**REQUEST:**
According to the transcript excerpt, which party and state does Rep. Michael Capuano represent?

**SOURCE EXCERPT:**
Updated

This is a rush transcript from "Special Report," June 3, 2015. This copy may not be in its final form and may be updated.

(BEGIN VIDEO CLIP)

REP. TREY GOWDY, (R) SOUTH CAROLINA: Have you been through all of her records to determine what's public and what's private?

JOYCE BARR, STATE DEPARTMENT ASSISTANT SECRETARY: We are processing them now.

GOWDY: You're processing what was originally on the server or are you processing what she provided to you?

BARR: We are processing what she provided to us.

GOWDY: Do you know what mechanism she would have gone through to determine herself what was public record and what was private and what may have been of mixed use? Do you know who made that initial determination for the former secretary?

BARR: She has told us that she erred on the side of inclusion.

(END VIDEO CLIP)

BRET BAIER, ANCHOR: Questions about Hillary Clinton's e-mails, that private server, what was destroyed, what has been turned over when the e-mails come forward. This as a Democrat from Massachusetts said today, "You know what? An independent judge probably is needed."

(BEGIN VIDEO CLIP)

REP. MICHAEL CAPUANO, D-MASS.: I do think that there is a fair question when you've used the bulk of your time on a private e-mail server to have some neutral observer, not the U.S. Congress that's clearly going after a political witch hunt here, but to have some individual judge that everybody trusts or something to go through them and make a determination as to what is and what is not appropriately subject to public scrutiny.

**RECORD EXTRACTS:**
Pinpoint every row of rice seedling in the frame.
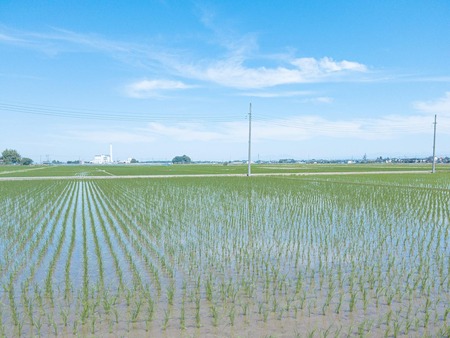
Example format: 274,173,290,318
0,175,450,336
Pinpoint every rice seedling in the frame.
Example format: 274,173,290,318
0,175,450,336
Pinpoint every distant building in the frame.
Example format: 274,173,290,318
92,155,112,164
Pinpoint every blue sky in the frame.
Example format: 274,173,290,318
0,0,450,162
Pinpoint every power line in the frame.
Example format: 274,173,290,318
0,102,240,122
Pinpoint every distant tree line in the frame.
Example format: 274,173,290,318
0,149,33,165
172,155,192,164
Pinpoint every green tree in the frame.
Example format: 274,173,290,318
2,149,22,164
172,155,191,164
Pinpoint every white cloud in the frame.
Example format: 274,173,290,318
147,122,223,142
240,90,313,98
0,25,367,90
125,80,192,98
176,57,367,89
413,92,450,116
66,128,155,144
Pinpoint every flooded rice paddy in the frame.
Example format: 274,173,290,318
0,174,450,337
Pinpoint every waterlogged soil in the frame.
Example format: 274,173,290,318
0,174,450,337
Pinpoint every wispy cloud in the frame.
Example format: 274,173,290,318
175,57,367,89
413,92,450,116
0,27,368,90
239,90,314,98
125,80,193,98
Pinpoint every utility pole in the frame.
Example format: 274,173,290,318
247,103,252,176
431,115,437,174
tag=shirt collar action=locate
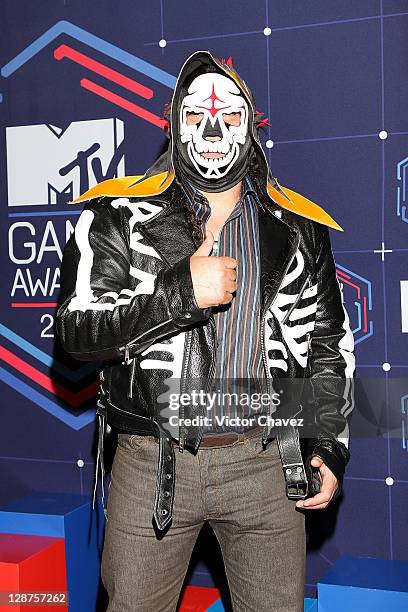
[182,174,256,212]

* * *

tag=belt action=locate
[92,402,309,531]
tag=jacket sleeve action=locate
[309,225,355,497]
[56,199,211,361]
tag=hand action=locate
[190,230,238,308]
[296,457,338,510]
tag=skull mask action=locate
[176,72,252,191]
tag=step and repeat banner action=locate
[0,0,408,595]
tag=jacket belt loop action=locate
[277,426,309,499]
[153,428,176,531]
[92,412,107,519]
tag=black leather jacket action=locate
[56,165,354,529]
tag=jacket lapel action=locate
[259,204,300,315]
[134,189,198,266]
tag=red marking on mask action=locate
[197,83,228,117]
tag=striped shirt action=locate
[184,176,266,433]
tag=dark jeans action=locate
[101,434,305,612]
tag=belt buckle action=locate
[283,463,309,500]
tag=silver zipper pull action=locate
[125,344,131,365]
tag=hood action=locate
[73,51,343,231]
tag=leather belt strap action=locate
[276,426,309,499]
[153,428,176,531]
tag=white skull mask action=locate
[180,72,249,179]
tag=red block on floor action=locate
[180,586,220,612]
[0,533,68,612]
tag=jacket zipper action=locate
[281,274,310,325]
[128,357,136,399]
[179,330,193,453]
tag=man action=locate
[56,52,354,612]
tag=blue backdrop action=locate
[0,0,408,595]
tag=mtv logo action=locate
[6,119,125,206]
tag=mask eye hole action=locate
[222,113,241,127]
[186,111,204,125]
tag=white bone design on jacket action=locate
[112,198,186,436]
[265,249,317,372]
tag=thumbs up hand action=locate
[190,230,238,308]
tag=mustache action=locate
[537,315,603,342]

...

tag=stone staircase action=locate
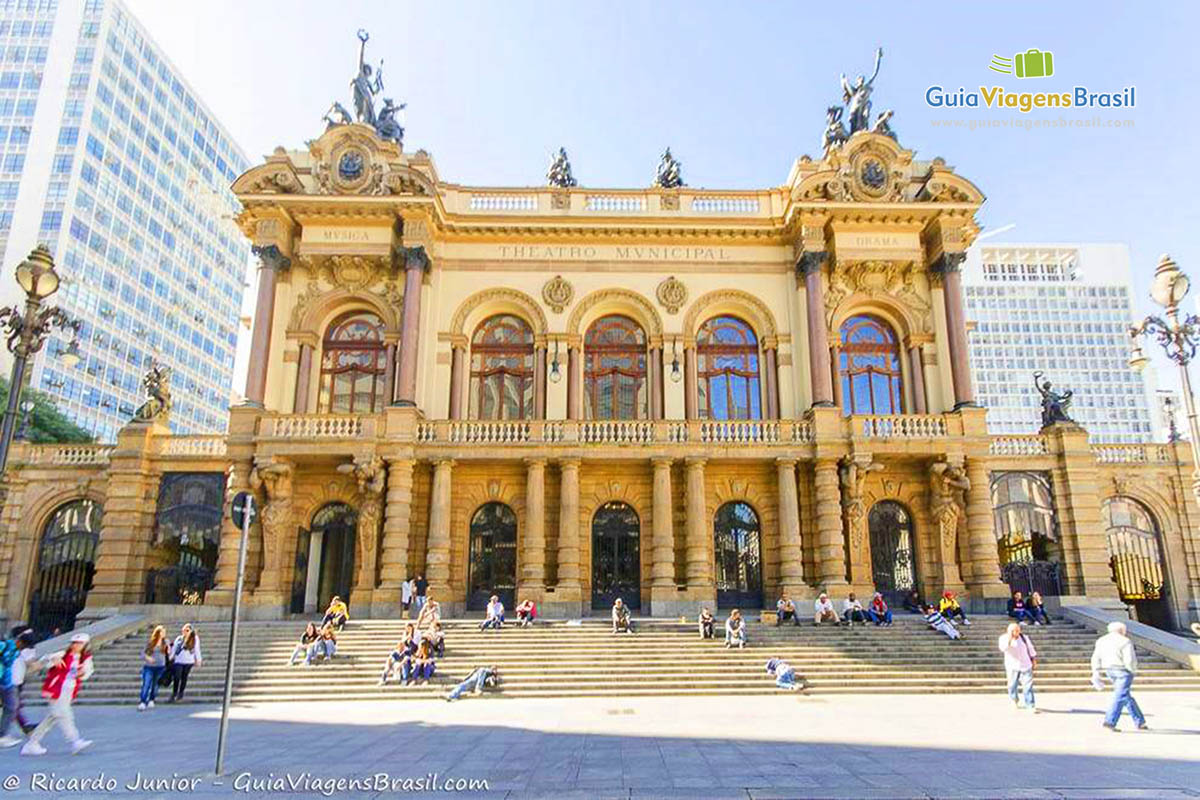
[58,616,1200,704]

**CORRECT OUTPUT:**
He is a Democrat from Massachusetts.